■ **Input records**
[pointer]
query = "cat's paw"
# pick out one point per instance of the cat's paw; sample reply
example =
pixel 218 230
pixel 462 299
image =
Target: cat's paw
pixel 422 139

■ **Brief**
So that nothing is lost, retype every entry in the listing above exactly.

■ **Your response**
[pointer]
query = "cat's paw"
# pick out one point per instance of the cat's paw; sample reply
example =
pixel 218 230
pixel 462 299
image =
Target: cat's paw
pixel 422 139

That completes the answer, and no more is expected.